___ Texto extraído

Al hilo de todo esto, caro diario, hoy me han brotado espontáneamente de la memoria dos instantes cotidianos que pueden encarnar en lo concreto estas reflexiones -aparentemente- abstractas, para que no sospeches de que me aventuro a cogitar sin haber vivido previamente:

El primer instante, cuando en el departamento de comunicación del partido socialista de Galicia me reprocharon mi obsesión racionalista al preguntar con insistencia a mi equipo sobre el significado de los conceptos de un gráfico que iba a ser utilizado en un debate parlamentario de la Xunta. Al parecer, pretender el don de la claridad no sólo no estaba bien visto, sino que además molestaba.

El segundo instante, cuando una periodista muy cercana -demasiado, diría yo- al director del ya extinto periódico coruñés Xornal de Galicia me dejó caer que mi modo de escribir era demasiado poético para dedicarme al periodismo. Por lo visto, empatizar con situaciones existenciales y cotidianas frágiles era incompatible con la autoproclamada neutralidad informativa del gremio periodístico, que no es más que la hipoteca ideológica que los accionistas de un medio ponen a todos sus trabajadores para no ser despedidos.

Toda profesión, caro diario, tiene sus reglas no escritas. Cuanto más dinero reportan esas reglas más se tienen que poner en valor como si éstas fuesen una mercancia más. Estas reglas no escritas llevan implícitas la propia autoimagen que los profesionales del gremio tienen de sí mismos y también la que quieren proyectar ante los demás. Autoimagen que, evidentemente, en nada tiene que ver con la realidad. Agradezco enormemente al azar el haberme llevado hasta el inmenso lodazal de la política y el periodismo realmente existente: sin aquellas experiencias no habría podido concebir el logos, el pensamiento, la información y el conocimiento tal y como ahora los concibo: con perpetua sospecha filosófica, sobre el texto mismo, y con perpetua sospecha sociológica, sobre su modo de reproducción, reapropiación y reinterpretación interesada.

La razón es veneno para el marketing político. La sensibilidad es lo mismo para la autoproclamada neutralidad del estilo periodístico, que no es sino un modo subliminal y refinado de propaganda. El político profesional necesita provocar emociones fuertes para ganar adhesiones sólidas basadas en criterios arbitrarios. A veces necesita actuar como un periodista profesional cuando en la disputa política el dato es imprescindible para ganar esas adhesiones. El periodista profesional, por su parte, necesita sacrificar lo que sería una metodología científica propiamente dicha en aras de una mera función transmisiva de información previamente filtrada y controlada por una redacción ideológicamente fiscalizada por los accionistas. En ocasiones actúa exactamente igual que un político profesional cuando es necesario apelar a la mera víscera y a las emociones: las urgencias electorales de los accionistas mandan.

Hay que concebir a la política y al periodismo mainstream como formas recíprocas de violencia institucionalizada que entronizan a la neutralidad linguística y la ética al mismo tiempo que, hipócritamente, reproducen imaginarios profundamente racistas, clasistas, sexistas, xenófobos, islamófobos y un largo etcétera de cosificaciones. Cuando no se producen explícitamente se enmascaran con eufemismos o, directamente, se evita cualquier debate sobre los mismos.

Proyectar sospecha sociológica sobre el lenguaje, en las humanidades contemporáneas, es radicalmente necesario, caro diario, y una compleja negociación entre el azar y mi necesidad de inquirir sobre quello che c´è dietro le cose, me han llevado a estas pequeñas-grandes convicciones.

Ya ves que no son muchas, pero me ayudan bastante a orientarme en esta jungla.

______
___ Entradas de datos

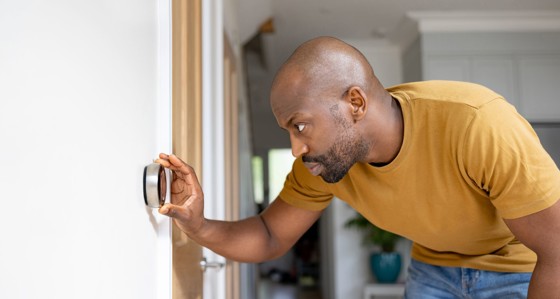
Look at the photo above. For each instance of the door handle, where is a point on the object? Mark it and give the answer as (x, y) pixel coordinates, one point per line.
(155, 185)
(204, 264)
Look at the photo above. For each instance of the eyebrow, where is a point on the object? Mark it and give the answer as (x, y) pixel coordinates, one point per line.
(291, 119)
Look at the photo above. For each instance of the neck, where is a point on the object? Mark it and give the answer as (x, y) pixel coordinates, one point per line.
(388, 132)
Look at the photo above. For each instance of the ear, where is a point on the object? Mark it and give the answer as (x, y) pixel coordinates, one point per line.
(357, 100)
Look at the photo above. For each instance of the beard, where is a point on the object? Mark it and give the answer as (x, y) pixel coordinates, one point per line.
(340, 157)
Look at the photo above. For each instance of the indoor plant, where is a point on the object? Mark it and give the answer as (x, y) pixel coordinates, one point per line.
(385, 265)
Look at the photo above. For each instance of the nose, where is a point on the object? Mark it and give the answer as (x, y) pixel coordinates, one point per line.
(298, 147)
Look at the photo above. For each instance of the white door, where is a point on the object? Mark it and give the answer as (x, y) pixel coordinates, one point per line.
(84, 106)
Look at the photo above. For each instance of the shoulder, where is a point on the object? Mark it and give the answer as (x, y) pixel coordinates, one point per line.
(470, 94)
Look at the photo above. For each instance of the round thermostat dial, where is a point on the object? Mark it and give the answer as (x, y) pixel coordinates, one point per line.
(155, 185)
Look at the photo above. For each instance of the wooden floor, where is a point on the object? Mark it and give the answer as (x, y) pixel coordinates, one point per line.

______

[Qué se pide] Copia el pasaje del texto sobre política y periodismo que empieza en "El segundo instante, cuando" y llega hasta "no ser despedidos.", y sustituye en él "poético" por "lírico".

[Respuesta esperada]
El segundo instante, cuando una periodista muy cercana -demasiado, diría yo- al director del ya extinto periódico coruñés Xornal de Galicia me dejó caer que mi modo de escribir era demasiado lírico para dedicarme al periodismo. Por lo visto, empatizar con situaciones existenciales y cotidianas frágiles era incompatible con la autoproclamada neutralidad informativa del gremio periodístico, que no es más que la hipoteca ideológica que los accionistas de un medio ponen a todos sus trabajadores para no ser despedidos.